(Directions for this task)
Take the line that contains "One point belongs on each instance of the stadium stand." as the first line and the last line of the material below as the final one; reproduce exactly the lines between, inclusive.
____
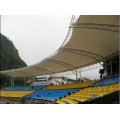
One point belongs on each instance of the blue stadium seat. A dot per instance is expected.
(107, 81)
(26, 88)
(51, 95)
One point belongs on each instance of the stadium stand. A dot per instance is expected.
(90, 93)
(51, 95)
(112, 98)
(15, 93)
(26, 88)
(71, 86)
(111, 80)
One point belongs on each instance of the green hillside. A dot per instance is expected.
(9, 59)
(9, 56)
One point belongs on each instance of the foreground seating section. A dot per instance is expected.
(91, 93)
(70, 86)
(111, 80)
(26, 88)
(51, 95)
(15, 93)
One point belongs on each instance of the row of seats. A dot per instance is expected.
(71, 86)
(107, 81)
(15, 93)
(26, 88)
(51, 95)
(89, 93)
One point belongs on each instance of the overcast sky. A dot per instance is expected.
(37, 37)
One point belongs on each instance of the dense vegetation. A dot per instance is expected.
(9, 59)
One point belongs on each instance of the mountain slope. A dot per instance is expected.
(9, 56)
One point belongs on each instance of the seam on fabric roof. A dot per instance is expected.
(69, 49)
(43, 69)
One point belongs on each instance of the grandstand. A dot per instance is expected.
(92, 40)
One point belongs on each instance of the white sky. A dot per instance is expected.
(37, 37)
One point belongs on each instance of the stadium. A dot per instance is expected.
(92, 42)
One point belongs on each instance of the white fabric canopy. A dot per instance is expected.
(94, 38)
____
(Final result)
One point belongs on each instance of the stadium stand. A dot per instance is expected.
(90, 93)
(51, 95)
(112, 98)
(15, 93)
(26, 88)
(71, 86)
(111, 80)
One point belongs on each instance of the green hillside. A dot per instance is expected.
(9, 59)
(9, 56)
One point belongs on each instance of the foreground seating section. A dot per instance is expected.
(91, 93)
(70, 86)
(111, 80)
(26, 88)
(51, 95)
(15, 93)
One point belongs on each instance of the row of seats. A dot per instance is expected.
(71, 86)
(107, 81)
(15, 93)
(26, 88)
(51, 95)
(89, 93)
One point belongs on each instance of the overcast sky. A dot per instance is expected.
(37, 37)
One point belongs on each instance of the dense vegetation. A dot per instance is expected.
(9, 59)
One point belongs on each instance of the mountain slope. A dot per instance is expected.
(9, 56)
One point belongs on each instance of the seam on fabric roof. A dot per instance is expected.
(69, 49)
(43, 69)
One point belongs on each instance of the grandstand. A dot per instance is expected.
(92, 40)
One point belongs on each instance of the white sky. A dot per instance is expected.
(37, 37)
One point belongs on each instance of the stadium. A dot per instance is expected.
(92, 42)
One point belongs on each instance of the white fabric canopy. A dot per instance is expected.
(94, 38)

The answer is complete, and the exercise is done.